### Exercices proposés
- a) Dans le texte sur les enfants qui parlent en pleurant, recopiez le passage qui va de « Il parle en » jusqu'à « au premier abord. » inclus.
- b) Résumez en deux phrases le texte sur les enfants qui parlent en pleurant.

### Texte à lire
════════════════
Il parle en pleurant, il se plaint pour tout et rien
Il y a des enfants qui font toutes sortes de demandes en pleurant.
Nous avons même du mal à comprendre leurs paroles. Quel défi pénible que celui de se retrouver à décrypter des mots en plus d’accueillir un état émotionnel impossible à déceler au premier abord.
Pourquoi un enfant parle-t-il en pleurant ou en gémissant ? Ses mots sont coupés par de petites toux forcées accompagnées de froncements de sourcils, de poings serrés, de bras tendus. Il/elle tape le sol avec ses pieds. Il/elle se met dans un état de tension, d’impatience voire de colère. Ou bien de relâchement, de nervosité, en laissant tomber sa tête sur le côté ou en avant et ses épaules vers le bas, comme si tout était perdu pour lui/elle.
Cela ressemble à ce que ce qu’Albert J. Bernstein définit, dans le cas des adultes, comme l’« explosion émotionnelle ». Dans son analyse il signale que les personnes sujettes aux explosions émotionnelles réagissent à ce qu’elles imaginent « qu’il pourrait se produire, et non à ce qui se produit en réalité. Cette réaction exagérée s’apparente au départ à un réflexe de protection1 ».
════════════════
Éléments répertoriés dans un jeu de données
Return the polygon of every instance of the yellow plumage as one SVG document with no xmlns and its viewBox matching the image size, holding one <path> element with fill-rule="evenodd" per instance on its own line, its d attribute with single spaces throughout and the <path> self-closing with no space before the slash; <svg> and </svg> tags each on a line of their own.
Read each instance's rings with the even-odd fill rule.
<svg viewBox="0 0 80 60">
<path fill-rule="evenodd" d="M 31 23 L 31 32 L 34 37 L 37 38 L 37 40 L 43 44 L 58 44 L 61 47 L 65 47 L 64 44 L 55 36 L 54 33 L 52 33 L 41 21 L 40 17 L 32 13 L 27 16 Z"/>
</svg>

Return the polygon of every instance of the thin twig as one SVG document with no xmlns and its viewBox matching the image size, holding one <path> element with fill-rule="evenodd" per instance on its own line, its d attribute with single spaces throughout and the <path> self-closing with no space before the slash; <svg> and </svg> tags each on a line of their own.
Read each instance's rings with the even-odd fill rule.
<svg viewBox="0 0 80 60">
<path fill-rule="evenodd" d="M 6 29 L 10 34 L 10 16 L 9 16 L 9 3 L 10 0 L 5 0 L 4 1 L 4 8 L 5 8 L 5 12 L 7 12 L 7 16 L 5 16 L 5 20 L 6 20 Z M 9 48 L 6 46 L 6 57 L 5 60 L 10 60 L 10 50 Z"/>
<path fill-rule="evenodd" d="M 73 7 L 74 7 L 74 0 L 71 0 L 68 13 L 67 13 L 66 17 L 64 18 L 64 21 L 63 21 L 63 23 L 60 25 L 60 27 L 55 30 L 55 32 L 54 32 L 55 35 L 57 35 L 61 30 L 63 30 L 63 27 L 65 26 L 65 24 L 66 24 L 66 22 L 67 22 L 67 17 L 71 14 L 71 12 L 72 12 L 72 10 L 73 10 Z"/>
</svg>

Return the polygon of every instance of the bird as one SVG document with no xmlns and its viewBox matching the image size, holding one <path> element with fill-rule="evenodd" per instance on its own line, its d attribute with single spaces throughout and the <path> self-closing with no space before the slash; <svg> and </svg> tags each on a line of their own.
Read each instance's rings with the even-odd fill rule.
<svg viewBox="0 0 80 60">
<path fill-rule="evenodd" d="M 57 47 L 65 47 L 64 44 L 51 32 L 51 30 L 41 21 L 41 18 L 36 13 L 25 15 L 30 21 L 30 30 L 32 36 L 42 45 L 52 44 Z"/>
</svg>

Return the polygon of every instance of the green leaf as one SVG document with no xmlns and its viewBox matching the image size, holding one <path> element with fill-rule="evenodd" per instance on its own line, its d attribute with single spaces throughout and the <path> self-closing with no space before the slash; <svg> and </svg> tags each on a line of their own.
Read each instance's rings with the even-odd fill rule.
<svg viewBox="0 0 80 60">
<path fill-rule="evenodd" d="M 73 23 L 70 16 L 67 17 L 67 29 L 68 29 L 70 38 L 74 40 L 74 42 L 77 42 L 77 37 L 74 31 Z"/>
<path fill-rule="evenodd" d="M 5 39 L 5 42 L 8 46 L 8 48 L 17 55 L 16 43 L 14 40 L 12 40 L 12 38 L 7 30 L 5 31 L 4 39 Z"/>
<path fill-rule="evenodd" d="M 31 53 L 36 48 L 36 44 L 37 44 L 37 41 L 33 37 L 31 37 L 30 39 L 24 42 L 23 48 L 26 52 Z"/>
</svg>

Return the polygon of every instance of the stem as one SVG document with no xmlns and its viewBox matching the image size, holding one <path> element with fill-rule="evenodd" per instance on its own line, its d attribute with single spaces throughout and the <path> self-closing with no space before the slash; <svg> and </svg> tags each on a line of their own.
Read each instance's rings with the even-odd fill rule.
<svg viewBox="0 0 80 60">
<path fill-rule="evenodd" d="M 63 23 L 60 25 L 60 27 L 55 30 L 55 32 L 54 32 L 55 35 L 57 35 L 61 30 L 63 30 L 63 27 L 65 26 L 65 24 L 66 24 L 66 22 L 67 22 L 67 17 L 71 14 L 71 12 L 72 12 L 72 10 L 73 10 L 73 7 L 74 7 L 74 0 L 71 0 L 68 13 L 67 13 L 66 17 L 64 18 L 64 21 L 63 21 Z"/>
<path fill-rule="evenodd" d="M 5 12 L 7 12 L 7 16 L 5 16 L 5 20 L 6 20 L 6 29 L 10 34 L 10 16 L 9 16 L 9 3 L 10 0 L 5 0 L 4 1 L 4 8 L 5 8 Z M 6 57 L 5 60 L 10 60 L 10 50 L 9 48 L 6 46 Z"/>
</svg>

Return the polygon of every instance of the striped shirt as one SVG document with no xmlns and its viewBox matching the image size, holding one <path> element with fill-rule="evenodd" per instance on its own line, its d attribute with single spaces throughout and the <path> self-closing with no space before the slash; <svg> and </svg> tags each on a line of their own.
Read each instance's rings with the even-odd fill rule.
════════════════
### Corrigés des exercices
- a)
Il parle en pleurant, il se plaint pour tout et rien
Il y a des enfants qui font toutes sortes de demandes en pleurant.
Nous avons même du mal à comprendre leurs paroles. Quel défi pénible que celui de se retrouver à décrypter des mots en plus d’accueillir un état émotionnel impossible à déceler au premier abord.

- b) Certains enfants font leurs demandes en pleurant ou en gémissant, les mots coupés de petites toux forcées, dans un état de tension, d'impatience ou de colère, ou au contraire de relâchement et de nervosité. Ce comportement ressemble à ce qu'Albert J. Bernstein nomme chez l'adulte l'« explosion émotionnelle », une réaction exagérée à ce qui pourrait se produire plutôt qu'à ce qui se produit, qui s'apparente au départ à un réflexe de protection.